» **AVAILABLE RECORDS**:
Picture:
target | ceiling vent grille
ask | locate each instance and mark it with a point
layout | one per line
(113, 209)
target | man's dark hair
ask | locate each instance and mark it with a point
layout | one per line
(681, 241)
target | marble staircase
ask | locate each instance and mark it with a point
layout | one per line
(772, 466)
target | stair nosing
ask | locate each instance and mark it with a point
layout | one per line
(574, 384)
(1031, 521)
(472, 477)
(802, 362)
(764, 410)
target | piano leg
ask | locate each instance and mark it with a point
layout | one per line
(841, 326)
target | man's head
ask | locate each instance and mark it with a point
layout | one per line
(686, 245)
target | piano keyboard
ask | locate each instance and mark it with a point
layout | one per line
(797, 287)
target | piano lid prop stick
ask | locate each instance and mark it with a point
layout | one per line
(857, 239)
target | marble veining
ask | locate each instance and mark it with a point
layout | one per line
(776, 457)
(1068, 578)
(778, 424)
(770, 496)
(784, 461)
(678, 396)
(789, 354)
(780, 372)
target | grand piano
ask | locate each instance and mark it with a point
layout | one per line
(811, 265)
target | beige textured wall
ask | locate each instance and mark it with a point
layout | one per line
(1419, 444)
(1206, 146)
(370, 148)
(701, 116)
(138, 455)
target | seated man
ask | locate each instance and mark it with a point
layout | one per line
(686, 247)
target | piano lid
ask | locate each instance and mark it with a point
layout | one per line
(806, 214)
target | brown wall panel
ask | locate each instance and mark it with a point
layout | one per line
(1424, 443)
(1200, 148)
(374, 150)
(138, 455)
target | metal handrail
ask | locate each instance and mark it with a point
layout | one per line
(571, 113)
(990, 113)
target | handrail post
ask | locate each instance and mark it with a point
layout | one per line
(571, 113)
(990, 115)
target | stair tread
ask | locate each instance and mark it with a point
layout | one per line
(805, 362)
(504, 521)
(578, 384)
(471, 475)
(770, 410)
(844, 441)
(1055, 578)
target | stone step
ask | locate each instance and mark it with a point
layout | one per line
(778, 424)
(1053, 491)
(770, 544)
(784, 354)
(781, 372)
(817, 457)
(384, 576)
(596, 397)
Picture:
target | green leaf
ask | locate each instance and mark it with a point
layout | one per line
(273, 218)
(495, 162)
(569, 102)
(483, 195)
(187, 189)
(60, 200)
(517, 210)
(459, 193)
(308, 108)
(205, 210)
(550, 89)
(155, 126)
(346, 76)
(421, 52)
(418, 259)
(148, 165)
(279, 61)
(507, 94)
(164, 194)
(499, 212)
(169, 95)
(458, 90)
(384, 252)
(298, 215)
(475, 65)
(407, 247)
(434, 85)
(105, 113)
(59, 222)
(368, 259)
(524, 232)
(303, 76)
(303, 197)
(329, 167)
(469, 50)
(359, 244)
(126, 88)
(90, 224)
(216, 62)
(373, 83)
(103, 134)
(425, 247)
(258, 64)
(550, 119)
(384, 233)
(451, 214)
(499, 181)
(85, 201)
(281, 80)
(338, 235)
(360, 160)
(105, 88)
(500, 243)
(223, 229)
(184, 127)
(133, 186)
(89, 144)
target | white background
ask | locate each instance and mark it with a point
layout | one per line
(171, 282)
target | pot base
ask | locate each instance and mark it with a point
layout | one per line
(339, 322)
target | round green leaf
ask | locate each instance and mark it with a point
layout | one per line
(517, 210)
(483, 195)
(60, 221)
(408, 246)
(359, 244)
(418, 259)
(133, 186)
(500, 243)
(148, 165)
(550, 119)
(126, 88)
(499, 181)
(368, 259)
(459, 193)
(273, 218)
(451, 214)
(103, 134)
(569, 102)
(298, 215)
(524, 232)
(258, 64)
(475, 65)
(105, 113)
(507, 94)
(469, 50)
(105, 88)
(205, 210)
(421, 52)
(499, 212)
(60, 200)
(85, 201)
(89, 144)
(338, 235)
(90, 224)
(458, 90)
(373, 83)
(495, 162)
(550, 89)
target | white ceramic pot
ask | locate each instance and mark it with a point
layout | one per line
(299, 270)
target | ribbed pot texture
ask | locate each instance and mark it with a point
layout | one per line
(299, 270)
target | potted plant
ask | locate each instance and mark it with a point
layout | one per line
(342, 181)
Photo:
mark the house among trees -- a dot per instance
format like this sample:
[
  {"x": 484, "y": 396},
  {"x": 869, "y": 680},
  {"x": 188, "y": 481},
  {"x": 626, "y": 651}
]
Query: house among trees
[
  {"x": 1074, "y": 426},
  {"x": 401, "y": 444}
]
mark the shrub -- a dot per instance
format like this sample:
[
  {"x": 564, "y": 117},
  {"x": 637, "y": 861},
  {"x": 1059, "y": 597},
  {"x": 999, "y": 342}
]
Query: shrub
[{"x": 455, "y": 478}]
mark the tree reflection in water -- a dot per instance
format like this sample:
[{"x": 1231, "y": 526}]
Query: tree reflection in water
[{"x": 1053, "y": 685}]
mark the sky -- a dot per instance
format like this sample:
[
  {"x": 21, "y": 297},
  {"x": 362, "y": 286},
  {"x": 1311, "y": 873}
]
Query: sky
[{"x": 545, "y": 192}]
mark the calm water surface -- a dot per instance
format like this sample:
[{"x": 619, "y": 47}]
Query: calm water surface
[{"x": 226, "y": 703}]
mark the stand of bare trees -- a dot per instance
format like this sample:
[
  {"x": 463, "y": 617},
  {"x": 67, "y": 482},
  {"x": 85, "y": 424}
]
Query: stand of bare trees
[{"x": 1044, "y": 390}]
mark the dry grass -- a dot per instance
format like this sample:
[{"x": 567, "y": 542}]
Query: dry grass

» **PROBLEM STATEMENT**: Retype the material word for word, including every line.

» **TASK OUTPUT**:
Picture:
target | ceiling vent grille
ask | locate each instance and mark it with a point
layout | one per line
(113, 209)
target | man's dark hair
ask | locate each instance and mark it with a point
layout | one per line
(681, 241)
target | marble staircase
ask | locate each instance and mark it with a point
layout | one per line
(772, 466)
target | stair nosing
ask | locate each instance and mark it with a point
layout | one per line
(574, 384)
(1031, 521)
(472, 477)
(802, 362)
(764, 410)
target | piano leg
ask | locate each instance and mark it with a point
layout | one per line
(841, 326)
target | man's head
ask | locate each instance and mark it with a point
layout | one per line
(686, 245)
target | piano keyboard
ask | locate each instance and mark it with a point
layout | one per line
(797, 287)
target | piano lid prop stick
ask | locate each instance and mark it with a point
layout | one per line
(857, 239)
target | marble veining
ask | locate each instance and mark it with a point
layout | one per line
(776, 457)
(1068, 578)
(778, 424)
(770, 496)
(784, 461)
(678, 396)
(789, 354)
(780, 372)
target | grand piano
ask | locate each instance and mark it with a point
layout | one per line
(811, 265)
target | beige textured wall
ask | locate each instance and mark it with a point
layout | one per line
(1419, 444)
(1206, 146)
(370, 148)
(701, 116)
(138, 455)
target | seated man
ask | locate each instance and mark it with a point
layout | one per line
(686, 247)
target | piano lid
ask | locate each instance and mark it with a point
layout | one per line
(806, 214)
target | brown wall panel
ask | locate each instance and mark it with a point
layout | one per line
(1424, 443)
(1200, 148)
(374, 150)
(138, 455)
target | metal handrail
ask | locate each instance and mark it with a point
layout | one per line
(571, 113)
(990, 113)
target | handrail post
ask | locate each instance and mark it with a point
layout | one per line
(571, 113)
(990, 115)
target | stair tread
ask | locate each instance and mark it with a point
layout | one per line
(805, 362)
(504, 521)
(578, 384)
(471, 475)
(770, 410)
(844, 441)
(1055, 578)
target | stone step
ask | locate each instance and mark it with a point
layout | one per line
(778, 424)
(1053, 491)
(770, 544)
(784, 354)
(781, 372)
(817, 457)
(384, 576)
(596, 397)
Picture:
target | green leaf
ask | locate each instance and mark it with a point
layout | one per line
(273, 218)
(495, 162)
(569, 102)
(483, 195)
(187, 189)
(60, 200)
(517, 210)
(459, 193)
(308, 108)
(205, 210)
(550, 89)
(155, 126)
(346, 76)
(421, 52)
(418, 259)
(148, 165)
(279, 61)
(507, 94)
(164, 194)
(499, 212)
(169, 95)
(458, 90)
(384, 252)
(298, 215)
(475, 65)
(407, 247)
(434, 85)
(105, 113)
(59, 222)
(368, 259)
(524, 232)
(303, 76)
(303, 197)
(329, 167)
(469, 50)
(359, 244)
(126, 88)
(90, 224)
(216, 62)
(373, 83)
(103, 134)
(425, 247)
(258, 64)
(550, 119)
(384, 233)
(451, 214)
(499, 181)
(85, 201)
(281, 80)
(338, 235)
(360, 160)
(105, 88)
(500, 243)
(223, 229)
(184, 127)
(133, 186)
(89, 144)
target | white background
ask | locate each instance and mark it with a point
layout | one per line
(171, 282)
target | pot base
ask | locate each instance and mark it with a point
layout | one per line
(339, 322)
target | round green leaf
ask | locate each instance and mark it with a point
layout | one per line
(517, 210)
(483, 195)
(60, 221)
(408, 246)
(359, 244)
(418, 259)
(133, 186)
(500, 243)
(148, 165)
(550, 119)
(126, 88)
(499, 181)
(368, 259)
(459, 193)
(273, 218)
(451, 214)
(103, 134)
(569, 102)
(298, 215)
(524, 232)
(258, 64)
(475, 65)
(105, 113)
(507, 94)
(469, 50)
(105, 88)
(205, 210)
(421, 52)
(499, 212)
(60, 200)
(85, 201)
(89, 144)
(338, 235)
(90, 224)
(458, 90)
(373, 83)
(495, 162)
(550, 89)
target | white ceramic pot
ask | locate each instance and mark it with a point
layout | one per line
(299, 270)
target | ribbed pot texture
ask | locate each instance and mark it with a point
layout | one per line
(299, 270)
target | potted plant
ask | locate each instance and mark it with a point
layout | one per line
(342, 181)
Photo:
mark the house among trees -- a dot per instance
format like this sample:
[
  {"x": 484, "y": 396},
  {"x": 869, "y": 680},
  {"x": 188, "y": 481},
  {"x": 626, "y": 651}
]
Query: house among trees
[
  {"x": 1074, "y": 426},
  {"x": 401, "y": 444}
]
mark the shrub -- a dot per instance
format like this sample:
[
  {"x": 564, "y": 117},
  {"x": 637, "y": 861},
  {"x": 1059, "y": 597},
  {"x": 999, "y": 342}
]
Query: shrub
[{"x": 455, "y": 478}]
mark the tree reflection in water -- a dot per instance
format like this sample:
[{"x": 1231, "y": 526}]
Query: tree reflection in water
[{"x": 1053, "y": 685}]
mark the sky -- a dot per instance
format like this sample:
[
  {"x": 21, "y": 297},
  {"x": 362, "y": 286},
  {"x": 1311, "y": 873}
]
Query: sky
[{"x": 545, "y": 192}]
mark the calm water surface -- a dot per instance
format like this sample:
[{"x": 619, "y": 47}]
Query: calm water surface
[{"x": 226, "y": 703}]
mark the stand of bare trees -- a dot per instance
format like this sample:
[
  {"x": 463, "y": 617},
  {"x": 67, "y": 482},
  {"x": 85, "y": 424}
]
Query: stand of bare trees
[{"x": 1044, "y": 390}]
mark the dry grass -- a dot per instance
format like this sample:
[{"x": 567, "y": 542}]
Query: dry grass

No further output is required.